(Enunciado) Copia literalmente el fragmento del texto sobre la comunión en el Espíritu que empieza en las palabras "Los supuestos valores" y termina después de "reconciliados.".

(Bloque de texto)
.....

Los supuestos valores carnales del nacionalismo son infinitamente superados por los auténticos
y eternos valores cristianos de la comunión universal de los copartícipes con el Espíritu de
Cristo. La vida en el poder del Espíritu supera las rivalidades y orgullos nacionalistas y disipa las
enemistades. La comunión en el Espíritu nos obliga, pues, a recibirnos en Cristo plenamente
reconciliados.
De igual manera acontece en el ámbito de las diferencias de clase social y sexo. En Cristo no
hay varón ni mujer, siervo ni libre,6 sino que es el mismo Cristo viviendo por el mismo Espíritu y
operando en todos, hombres y mujeres, ricos y pobres, cultos e incultos, patrones y empleados,
reconciliando por la virtud de la comunión del Espíritu, a todos en la verdad, el amor y la justicia.
Asociarse con los humildes es, pues, lo normal para los ricos genuinamente cristianos. Trabajar
como para Cristo junto a sus patrones, es lo normal de los proletarios cristianos. Amarse y
encontrarse como hermanos, viendo cada uno por los intereses también del otro, es lo normal
de los contratos cristianos. Un nivel diferente no es aún verdaderamente cristiano.
Esta inefable alianza cristiana sólo se debe a la comunión del Espíritu, lo cual es un hecho
divino provisto ya en Cristo Jesús por el Espíritu; por lo tanto, con solicitud, y vinculados en la
paz de Cristo, debemos guardar tal unidad del Espíritu, extrayendo de Su virtud, el vigor de
nuestra reconciliación, y la realización consumada de ésta. Es, pues, imprescindible andar en el
Espíritu de Cristo para ser beneficiarios experimentados de la unidad del Espíritu.

.....

Entradas de datos extraídos:
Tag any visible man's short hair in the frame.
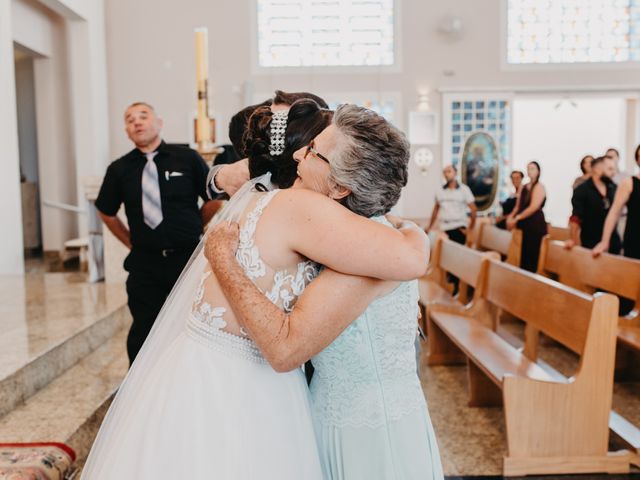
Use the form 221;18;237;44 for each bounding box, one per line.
124;102;156;113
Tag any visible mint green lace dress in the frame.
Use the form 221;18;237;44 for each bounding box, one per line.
310;270;444;480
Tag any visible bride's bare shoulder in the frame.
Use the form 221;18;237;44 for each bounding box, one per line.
277;188;348;213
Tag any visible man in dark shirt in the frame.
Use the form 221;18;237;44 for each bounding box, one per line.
565;157;621;254
96;103;208;363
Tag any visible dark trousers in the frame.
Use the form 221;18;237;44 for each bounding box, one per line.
125;250;191;364
444;227;467;295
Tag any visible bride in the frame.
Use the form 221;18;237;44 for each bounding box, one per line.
82;100;427;480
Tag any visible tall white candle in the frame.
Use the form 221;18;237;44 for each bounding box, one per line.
195;27;211;144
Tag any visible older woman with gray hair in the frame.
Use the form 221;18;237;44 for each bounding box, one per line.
206;105;443;480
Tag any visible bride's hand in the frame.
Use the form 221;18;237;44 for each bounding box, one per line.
204;221;240;264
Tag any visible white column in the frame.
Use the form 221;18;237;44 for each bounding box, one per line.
0;0;24;275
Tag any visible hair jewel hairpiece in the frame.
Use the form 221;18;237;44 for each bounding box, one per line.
269;110;289;157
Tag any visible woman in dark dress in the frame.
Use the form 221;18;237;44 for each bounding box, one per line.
507;162;547;272
593;145;640;259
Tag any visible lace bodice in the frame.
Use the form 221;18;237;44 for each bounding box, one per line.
188;190;318;359
311;219;426;428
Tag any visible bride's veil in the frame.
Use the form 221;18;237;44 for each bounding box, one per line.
82;173;271;479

.....

(Respuesta correcta)
Los supuestos valores carnales del nacionalismo son infinitamente superados por los auténticos
y eternos valores cristianos de la comunión universal de los copartícipes con el Espíritu de
Cristo. La vida en el poder del Espíritu supera las rivalidades y orgullos nacionalistas y disipa las
enemistades. La comunión en el Espíritu nos obliga, pues, a recibirnos en Cristo plenamente
reconciliados.